* RECORDS TO USE *
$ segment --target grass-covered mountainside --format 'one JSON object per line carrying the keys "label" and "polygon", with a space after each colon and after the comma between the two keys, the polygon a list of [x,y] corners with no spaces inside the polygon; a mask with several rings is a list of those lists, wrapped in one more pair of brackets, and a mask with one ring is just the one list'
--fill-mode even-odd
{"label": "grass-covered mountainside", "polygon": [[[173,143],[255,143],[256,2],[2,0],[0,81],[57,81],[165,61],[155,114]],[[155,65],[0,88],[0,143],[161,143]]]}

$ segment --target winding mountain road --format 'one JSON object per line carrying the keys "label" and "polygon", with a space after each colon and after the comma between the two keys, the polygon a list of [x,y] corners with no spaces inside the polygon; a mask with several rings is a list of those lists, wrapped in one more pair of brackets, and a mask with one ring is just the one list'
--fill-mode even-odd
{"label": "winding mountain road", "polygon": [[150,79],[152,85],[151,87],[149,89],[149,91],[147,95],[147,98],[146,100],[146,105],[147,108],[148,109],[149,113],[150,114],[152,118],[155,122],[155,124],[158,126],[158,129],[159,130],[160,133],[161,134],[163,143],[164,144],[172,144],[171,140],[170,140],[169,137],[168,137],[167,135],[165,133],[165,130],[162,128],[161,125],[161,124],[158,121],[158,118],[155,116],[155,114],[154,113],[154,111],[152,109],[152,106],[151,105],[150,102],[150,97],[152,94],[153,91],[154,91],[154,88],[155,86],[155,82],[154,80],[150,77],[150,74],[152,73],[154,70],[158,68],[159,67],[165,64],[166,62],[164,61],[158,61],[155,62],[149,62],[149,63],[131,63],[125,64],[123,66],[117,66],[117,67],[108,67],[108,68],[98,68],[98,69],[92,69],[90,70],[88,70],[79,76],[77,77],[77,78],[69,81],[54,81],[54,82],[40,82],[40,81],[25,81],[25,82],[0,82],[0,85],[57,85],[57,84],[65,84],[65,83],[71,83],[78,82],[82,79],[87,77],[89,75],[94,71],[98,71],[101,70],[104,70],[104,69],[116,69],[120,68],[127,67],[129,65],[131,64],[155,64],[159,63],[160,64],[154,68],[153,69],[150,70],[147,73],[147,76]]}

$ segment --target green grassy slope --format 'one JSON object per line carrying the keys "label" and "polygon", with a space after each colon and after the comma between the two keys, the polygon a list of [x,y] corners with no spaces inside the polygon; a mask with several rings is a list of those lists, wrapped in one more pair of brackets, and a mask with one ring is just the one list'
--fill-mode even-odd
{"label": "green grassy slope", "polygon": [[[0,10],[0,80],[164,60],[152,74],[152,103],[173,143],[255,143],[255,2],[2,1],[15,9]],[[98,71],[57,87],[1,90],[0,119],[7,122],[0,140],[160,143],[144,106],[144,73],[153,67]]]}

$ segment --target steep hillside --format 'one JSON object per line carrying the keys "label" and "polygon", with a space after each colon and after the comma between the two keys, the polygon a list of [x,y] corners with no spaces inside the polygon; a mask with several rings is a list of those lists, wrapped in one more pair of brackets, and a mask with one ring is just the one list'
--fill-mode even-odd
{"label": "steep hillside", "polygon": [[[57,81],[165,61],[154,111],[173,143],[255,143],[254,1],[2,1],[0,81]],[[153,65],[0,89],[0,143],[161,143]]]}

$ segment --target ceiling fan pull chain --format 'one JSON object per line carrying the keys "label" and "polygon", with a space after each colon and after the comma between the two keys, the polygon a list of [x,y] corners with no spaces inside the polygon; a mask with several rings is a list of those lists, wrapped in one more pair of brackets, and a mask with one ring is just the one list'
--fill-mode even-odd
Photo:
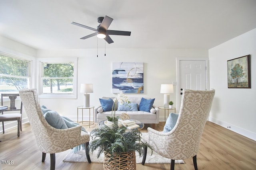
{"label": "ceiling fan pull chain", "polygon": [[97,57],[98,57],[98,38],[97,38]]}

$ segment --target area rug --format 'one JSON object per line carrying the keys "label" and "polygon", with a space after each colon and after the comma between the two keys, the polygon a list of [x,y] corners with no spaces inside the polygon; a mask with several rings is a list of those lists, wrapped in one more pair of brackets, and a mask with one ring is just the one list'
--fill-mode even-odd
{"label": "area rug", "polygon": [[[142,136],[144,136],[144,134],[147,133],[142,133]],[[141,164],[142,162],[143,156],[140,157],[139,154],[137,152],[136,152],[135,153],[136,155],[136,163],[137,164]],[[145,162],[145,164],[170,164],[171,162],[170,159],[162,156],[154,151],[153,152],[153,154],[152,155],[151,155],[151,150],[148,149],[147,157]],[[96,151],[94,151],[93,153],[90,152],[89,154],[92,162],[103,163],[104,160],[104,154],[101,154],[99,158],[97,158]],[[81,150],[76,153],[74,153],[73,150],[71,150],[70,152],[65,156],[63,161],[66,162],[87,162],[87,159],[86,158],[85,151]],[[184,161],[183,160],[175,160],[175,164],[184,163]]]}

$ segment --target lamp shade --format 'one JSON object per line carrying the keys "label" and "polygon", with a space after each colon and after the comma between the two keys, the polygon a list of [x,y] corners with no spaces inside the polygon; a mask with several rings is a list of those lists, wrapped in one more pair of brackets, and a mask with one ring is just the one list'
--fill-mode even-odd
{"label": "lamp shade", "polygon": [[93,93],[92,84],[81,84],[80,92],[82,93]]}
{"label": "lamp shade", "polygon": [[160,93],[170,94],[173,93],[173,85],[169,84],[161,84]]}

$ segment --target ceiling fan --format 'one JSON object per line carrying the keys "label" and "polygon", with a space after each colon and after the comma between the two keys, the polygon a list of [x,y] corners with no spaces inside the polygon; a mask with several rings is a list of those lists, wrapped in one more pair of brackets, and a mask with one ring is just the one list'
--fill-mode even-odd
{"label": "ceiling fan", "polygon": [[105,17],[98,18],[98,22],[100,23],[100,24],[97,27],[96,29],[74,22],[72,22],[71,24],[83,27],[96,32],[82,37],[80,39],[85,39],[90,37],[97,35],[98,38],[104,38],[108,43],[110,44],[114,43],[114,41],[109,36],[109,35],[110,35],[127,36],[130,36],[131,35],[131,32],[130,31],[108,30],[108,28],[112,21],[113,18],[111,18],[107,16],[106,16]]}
==
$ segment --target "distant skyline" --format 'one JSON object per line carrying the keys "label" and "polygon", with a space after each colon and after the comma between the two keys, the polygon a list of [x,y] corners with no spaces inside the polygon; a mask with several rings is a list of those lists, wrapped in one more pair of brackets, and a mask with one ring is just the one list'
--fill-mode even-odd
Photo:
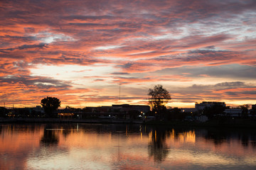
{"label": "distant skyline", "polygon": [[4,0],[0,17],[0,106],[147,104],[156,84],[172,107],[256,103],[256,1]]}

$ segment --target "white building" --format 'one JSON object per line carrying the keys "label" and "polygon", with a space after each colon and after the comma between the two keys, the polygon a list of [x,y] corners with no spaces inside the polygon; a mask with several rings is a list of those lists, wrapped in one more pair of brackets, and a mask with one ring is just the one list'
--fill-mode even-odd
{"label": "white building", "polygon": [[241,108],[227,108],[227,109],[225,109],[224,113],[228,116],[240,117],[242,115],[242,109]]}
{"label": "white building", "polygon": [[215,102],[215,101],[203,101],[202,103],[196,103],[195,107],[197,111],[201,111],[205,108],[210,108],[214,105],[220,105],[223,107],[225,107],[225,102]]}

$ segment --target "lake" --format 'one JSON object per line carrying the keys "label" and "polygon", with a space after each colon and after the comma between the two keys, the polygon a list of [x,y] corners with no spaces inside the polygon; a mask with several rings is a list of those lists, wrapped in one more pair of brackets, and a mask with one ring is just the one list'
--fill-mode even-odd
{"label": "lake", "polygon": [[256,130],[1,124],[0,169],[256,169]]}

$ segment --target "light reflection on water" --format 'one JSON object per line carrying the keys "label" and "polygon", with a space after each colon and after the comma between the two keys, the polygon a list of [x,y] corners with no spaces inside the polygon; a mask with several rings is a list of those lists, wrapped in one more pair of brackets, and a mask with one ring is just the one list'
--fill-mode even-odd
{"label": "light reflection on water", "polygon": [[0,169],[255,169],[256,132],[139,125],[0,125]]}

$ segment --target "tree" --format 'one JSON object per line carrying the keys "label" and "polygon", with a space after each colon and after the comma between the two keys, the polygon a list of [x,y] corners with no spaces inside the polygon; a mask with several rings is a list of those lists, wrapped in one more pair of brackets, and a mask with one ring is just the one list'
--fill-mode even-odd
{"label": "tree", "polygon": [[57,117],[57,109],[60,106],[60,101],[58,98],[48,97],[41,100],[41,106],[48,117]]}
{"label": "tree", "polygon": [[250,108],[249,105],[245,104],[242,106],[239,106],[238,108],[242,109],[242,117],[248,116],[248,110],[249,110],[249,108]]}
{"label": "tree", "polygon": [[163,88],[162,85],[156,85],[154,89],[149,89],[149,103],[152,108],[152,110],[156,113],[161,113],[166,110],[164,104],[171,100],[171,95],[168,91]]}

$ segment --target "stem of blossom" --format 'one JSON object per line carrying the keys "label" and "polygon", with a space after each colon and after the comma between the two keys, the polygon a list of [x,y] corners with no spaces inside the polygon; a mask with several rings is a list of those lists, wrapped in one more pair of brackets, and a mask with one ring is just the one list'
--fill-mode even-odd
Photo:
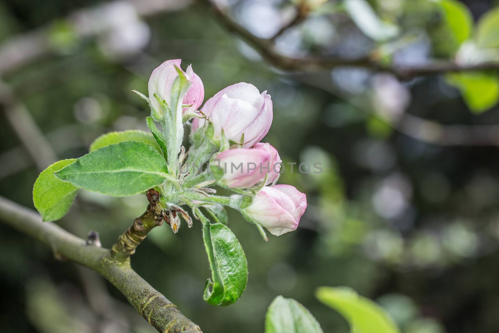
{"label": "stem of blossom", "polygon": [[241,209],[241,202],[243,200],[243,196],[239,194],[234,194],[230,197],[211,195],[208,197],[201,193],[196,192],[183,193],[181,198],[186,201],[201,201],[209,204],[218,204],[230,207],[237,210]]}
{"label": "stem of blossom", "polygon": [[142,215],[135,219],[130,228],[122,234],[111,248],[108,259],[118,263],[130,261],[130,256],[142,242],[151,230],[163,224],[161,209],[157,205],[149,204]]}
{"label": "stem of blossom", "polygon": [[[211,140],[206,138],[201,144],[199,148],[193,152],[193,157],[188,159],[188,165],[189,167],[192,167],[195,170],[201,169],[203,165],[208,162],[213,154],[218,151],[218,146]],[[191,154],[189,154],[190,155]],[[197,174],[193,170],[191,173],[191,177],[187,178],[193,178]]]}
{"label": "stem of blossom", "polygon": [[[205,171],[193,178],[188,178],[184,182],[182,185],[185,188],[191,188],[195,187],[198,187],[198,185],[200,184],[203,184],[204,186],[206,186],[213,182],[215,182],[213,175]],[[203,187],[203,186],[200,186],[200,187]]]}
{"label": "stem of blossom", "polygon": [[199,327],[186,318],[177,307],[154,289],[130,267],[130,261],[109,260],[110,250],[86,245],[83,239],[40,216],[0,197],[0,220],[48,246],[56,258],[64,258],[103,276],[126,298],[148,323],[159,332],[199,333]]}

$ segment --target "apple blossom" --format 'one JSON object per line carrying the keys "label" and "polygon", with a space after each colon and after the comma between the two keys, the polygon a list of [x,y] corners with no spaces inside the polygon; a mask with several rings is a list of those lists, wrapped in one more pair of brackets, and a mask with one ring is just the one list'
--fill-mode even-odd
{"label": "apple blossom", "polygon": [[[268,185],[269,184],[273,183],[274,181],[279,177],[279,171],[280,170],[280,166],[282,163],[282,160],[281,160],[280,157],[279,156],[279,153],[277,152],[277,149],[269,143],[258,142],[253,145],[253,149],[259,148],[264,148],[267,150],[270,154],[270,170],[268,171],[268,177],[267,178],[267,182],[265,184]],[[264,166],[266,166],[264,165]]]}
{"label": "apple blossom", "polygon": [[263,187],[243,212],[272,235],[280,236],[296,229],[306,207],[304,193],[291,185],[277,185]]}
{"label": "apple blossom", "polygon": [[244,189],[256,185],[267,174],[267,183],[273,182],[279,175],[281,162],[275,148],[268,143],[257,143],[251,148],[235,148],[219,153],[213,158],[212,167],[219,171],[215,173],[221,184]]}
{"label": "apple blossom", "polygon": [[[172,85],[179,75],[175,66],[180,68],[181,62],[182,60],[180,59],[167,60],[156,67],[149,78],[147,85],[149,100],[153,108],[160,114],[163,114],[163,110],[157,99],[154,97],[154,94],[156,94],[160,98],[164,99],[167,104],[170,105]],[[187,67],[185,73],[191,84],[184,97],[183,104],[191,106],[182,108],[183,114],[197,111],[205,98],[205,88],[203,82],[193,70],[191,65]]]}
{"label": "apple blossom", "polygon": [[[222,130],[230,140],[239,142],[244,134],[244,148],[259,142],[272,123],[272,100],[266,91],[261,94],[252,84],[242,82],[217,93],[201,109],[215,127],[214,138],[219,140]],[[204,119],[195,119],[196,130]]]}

* YOUR OBJECTIVE *
Pick out each line of the material above that contains the string "shade". Case counts.

* THE RESULT *
$ segment --target lamp shade --format 'one JSON object per line carrying the keys "label" and "polygon", with a space after each colon and after the comma between the two keys, the polygon a list of [x,y] corners with no spaces inside the polygon; a mask with several rings is a list of those lists, wrapped in one more pair of brackets, and a mask with one ring is just the one list'
{"label": "lamp shade", "polygon": [[93,93],[92,84],[81,84],[80,92],[82,93]]}
{"label": "lamp shade", "polygon": [[160,93],[170,94],[173,93],[173,85],[169,84],[161,84]]}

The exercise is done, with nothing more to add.